**WHAT YOU NEED TO DO:**
Only the lines from the line holding "Identify the black ankle" through the final line of the entries below are to be returned, exactly as they stand.

Stored items from a collection:
⁂
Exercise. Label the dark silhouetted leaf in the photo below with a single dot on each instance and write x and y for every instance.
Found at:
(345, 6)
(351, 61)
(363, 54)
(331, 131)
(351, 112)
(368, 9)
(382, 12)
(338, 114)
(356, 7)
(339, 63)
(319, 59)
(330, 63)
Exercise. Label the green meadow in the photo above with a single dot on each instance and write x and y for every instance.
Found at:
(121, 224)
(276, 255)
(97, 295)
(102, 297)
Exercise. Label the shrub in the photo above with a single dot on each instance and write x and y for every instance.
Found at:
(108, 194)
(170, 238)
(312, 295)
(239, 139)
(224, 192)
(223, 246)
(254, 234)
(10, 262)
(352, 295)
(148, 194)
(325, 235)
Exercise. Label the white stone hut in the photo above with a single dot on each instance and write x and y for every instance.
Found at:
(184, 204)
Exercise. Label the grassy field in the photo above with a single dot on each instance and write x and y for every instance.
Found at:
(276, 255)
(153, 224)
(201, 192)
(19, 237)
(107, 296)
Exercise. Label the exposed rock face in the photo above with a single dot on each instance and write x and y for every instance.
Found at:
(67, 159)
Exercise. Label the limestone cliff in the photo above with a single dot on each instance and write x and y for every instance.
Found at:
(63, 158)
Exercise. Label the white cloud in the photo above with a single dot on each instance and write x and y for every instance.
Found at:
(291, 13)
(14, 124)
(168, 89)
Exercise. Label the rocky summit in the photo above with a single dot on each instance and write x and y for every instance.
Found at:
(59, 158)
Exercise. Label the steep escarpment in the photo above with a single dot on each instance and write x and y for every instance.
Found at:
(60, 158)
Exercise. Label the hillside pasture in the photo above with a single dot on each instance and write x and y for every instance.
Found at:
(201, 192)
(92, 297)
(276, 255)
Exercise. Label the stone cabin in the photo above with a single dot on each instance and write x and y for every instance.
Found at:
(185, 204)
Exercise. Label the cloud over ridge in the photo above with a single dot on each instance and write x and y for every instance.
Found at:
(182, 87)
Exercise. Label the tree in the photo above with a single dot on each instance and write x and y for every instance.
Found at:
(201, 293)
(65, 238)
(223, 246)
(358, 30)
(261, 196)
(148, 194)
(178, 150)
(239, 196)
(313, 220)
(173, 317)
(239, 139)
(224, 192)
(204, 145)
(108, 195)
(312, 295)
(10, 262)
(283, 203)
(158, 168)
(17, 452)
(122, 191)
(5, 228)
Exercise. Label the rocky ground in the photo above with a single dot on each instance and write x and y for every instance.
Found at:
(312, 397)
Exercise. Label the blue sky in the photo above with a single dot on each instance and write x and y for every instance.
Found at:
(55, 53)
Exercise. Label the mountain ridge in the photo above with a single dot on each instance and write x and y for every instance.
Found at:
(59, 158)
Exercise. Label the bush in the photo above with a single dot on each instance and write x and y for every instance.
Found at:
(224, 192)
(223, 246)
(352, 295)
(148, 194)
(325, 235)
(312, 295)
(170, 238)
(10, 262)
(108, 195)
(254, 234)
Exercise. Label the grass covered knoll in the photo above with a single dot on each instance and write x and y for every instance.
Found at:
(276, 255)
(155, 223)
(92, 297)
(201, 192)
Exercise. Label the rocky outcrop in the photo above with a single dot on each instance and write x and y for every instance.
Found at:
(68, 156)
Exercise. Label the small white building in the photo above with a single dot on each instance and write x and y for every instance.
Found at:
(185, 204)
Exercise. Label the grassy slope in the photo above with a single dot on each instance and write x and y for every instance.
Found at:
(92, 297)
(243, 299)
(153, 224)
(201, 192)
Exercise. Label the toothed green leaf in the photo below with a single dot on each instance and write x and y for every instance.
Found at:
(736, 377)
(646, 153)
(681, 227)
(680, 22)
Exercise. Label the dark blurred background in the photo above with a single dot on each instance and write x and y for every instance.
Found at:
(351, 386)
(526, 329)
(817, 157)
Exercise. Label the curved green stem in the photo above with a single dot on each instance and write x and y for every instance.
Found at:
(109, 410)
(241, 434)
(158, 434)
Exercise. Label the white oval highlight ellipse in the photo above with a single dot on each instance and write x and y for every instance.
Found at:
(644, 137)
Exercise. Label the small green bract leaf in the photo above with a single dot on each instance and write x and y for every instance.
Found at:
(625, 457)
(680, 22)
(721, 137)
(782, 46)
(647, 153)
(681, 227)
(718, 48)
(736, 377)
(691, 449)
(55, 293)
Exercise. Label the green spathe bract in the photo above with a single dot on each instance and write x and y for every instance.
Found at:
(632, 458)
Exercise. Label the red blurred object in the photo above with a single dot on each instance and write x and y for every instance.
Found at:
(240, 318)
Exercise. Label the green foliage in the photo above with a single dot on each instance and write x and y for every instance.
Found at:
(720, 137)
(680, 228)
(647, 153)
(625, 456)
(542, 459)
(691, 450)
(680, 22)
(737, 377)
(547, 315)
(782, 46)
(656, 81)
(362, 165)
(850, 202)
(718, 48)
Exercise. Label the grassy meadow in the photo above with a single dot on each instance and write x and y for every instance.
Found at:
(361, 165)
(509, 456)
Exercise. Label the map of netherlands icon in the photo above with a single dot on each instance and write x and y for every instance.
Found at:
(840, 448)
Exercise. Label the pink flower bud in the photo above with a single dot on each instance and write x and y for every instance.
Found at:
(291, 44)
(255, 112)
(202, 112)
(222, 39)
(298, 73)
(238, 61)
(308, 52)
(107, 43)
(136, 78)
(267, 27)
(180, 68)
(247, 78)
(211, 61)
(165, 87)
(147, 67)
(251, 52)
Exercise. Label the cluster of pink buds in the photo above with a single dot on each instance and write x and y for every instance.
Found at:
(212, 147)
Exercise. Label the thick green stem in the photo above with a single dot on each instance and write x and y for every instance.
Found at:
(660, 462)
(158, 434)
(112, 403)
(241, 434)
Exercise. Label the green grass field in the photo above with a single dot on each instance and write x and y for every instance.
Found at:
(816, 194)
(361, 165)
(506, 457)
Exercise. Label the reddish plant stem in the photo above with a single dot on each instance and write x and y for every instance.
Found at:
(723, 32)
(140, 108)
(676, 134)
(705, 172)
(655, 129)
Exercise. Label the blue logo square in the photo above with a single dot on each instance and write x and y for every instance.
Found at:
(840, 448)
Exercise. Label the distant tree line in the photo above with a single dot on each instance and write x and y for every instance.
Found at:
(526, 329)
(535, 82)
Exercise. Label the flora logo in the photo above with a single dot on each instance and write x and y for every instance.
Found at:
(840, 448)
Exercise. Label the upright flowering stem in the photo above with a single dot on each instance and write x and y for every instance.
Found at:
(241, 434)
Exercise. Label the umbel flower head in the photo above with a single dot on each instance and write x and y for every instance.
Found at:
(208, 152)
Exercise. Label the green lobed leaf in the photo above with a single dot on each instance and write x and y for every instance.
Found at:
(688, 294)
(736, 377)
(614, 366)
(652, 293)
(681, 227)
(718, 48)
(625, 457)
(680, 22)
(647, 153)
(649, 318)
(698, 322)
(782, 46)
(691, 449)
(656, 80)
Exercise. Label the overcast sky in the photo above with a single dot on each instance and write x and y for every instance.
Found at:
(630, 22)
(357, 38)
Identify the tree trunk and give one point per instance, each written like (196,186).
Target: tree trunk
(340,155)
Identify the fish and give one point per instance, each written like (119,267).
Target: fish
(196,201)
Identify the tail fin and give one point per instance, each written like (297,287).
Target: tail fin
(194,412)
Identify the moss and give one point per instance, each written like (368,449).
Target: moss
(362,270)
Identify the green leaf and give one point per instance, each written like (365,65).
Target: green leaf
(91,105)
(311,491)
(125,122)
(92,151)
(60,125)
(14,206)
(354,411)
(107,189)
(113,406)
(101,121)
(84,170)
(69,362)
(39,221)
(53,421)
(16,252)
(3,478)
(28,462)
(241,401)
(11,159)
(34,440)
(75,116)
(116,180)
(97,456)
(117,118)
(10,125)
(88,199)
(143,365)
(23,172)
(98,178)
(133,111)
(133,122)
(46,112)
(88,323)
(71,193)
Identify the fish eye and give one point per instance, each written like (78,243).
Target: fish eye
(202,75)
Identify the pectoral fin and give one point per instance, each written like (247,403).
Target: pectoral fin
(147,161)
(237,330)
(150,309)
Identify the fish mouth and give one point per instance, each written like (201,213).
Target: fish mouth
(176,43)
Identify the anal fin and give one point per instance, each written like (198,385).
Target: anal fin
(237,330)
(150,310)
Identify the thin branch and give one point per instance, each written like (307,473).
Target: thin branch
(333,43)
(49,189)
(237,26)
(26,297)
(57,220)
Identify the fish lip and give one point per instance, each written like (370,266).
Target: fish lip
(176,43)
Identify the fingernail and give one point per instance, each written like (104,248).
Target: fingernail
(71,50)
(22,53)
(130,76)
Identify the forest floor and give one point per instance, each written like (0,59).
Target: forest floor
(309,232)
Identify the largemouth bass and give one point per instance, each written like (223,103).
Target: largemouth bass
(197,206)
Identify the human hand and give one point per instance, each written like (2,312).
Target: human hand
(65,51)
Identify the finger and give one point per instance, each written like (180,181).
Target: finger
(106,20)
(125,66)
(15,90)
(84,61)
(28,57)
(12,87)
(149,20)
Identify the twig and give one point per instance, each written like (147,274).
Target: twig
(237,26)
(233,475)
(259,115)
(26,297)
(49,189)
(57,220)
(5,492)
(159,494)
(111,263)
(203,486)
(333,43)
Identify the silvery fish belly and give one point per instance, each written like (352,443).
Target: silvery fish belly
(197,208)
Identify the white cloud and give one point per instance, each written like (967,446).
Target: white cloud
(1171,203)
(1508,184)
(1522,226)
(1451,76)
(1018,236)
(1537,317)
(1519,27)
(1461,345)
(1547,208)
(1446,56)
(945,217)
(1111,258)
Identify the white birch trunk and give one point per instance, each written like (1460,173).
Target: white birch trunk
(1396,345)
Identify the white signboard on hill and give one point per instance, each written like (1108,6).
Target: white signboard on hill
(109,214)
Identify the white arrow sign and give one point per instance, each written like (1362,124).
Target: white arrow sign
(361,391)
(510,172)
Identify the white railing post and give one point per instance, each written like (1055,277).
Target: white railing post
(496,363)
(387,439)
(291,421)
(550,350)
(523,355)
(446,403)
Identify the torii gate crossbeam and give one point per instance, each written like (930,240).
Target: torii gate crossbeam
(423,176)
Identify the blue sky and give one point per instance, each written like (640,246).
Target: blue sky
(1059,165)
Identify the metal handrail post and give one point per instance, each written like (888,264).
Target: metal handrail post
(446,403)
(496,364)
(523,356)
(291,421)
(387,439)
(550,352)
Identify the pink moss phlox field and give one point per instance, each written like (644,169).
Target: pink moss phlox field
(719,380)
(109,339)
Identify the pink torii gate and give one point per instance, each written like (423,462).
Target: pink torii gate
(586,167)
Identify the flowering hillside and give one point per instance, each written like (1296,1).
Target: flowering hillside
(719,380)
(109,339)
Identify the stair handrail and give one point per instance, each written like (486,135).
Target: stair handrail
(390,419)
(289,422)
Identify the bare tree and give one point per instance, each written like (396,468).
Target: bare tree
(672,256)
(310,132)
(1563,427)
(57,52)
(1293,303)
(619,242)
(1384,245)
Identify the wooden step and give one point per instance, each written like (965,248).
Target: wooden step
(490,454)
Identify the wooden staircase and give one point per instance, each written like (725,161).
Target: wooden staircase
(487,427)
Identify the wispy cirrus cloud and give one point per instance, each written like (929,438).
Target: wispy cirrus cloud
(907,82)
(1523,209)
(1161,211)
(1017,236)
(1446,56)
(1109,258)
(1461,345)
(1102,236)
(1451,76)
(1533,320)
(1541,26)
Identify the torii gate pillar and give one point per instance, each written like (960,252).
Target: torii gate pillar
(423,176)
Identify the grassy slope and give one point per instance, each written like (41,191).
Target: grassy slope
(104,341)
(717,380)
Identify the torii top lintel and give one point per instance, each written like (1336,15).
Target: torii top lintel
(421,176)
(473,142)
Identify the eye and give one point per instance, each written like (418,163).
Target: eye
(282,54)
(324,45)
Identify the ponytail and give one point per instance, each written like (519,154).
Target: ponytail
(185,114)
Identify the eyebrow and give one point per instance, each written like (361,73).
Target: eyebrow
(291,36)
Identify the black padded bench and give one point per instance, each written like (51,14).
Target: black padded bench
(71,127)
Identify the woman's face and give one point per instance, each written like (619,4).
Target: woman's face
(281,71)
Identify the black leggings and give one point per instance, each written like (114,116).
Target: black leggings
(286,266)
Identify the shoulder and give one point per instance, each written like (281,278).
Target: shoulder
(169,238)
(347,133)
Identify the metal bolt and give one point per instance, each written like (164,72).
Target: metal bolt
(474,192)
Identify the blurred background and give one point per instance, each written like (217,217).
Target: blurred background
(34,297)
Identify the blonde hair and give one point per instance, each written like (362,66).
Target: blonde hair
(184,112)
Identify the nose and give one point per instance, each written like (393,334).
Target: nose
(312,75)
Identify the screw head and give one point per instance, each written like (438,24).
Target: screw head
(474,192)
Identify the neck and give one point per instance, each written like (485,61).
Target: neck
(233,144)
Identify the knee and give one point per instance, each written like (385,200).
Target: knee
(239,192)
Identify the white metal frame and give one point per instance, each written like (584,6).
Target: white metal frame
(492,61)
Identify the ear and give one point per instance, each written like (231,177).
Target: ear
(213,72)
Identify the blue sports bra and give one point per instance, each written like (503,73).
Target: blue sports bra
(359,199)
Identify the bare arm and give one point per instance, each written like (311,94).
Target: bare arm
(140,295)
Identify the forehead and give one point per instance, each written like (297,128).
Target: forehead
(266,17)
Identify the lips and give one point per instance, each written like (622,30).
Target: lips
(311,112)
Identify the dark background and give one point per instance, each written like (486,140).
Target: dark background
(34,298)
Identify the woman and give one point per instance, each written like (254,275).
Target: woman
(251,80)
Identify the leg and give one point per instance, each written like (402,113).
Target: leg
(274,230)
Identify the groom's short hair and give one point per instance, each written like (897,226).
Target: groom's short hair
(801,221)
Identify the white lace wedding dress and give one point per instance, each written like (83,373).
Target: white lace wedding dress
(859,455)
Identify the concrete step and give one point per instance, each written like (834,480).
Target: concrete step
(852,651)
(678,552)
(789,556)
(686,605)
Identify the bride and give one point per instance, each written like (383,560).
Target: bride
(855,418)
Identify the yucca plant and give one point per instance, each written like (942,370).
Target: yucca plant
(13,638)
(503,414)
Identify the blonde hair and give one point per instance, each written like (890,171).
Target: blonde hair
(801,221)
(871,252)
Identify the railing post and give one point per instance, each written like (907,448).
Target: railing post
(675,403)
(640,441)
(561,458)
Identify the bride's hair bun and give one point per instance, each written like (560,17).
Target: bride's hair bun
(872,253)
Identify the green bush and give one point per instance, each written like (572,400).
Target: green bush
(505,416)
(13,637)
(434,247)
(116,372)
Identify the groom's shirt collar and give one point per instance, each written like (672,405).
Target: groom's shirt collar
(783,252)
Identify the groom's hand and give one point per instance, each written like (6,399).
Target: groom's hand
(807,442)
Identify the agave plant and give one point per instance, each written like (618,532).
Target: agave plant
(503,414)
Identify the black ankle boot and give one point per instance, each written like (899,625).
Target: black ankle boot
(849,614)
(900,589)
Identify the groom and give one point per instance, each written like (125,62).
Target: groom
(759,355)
⁂
**OUTPUT BELOW:**
Identify the black ankle boot and give one point per instance, each written like (899,625).
Target: black ankle boot
(849,614)
(900,589)
Identify the groom and give one point per instance, each written like (125,62).
Target: groom
(759,355)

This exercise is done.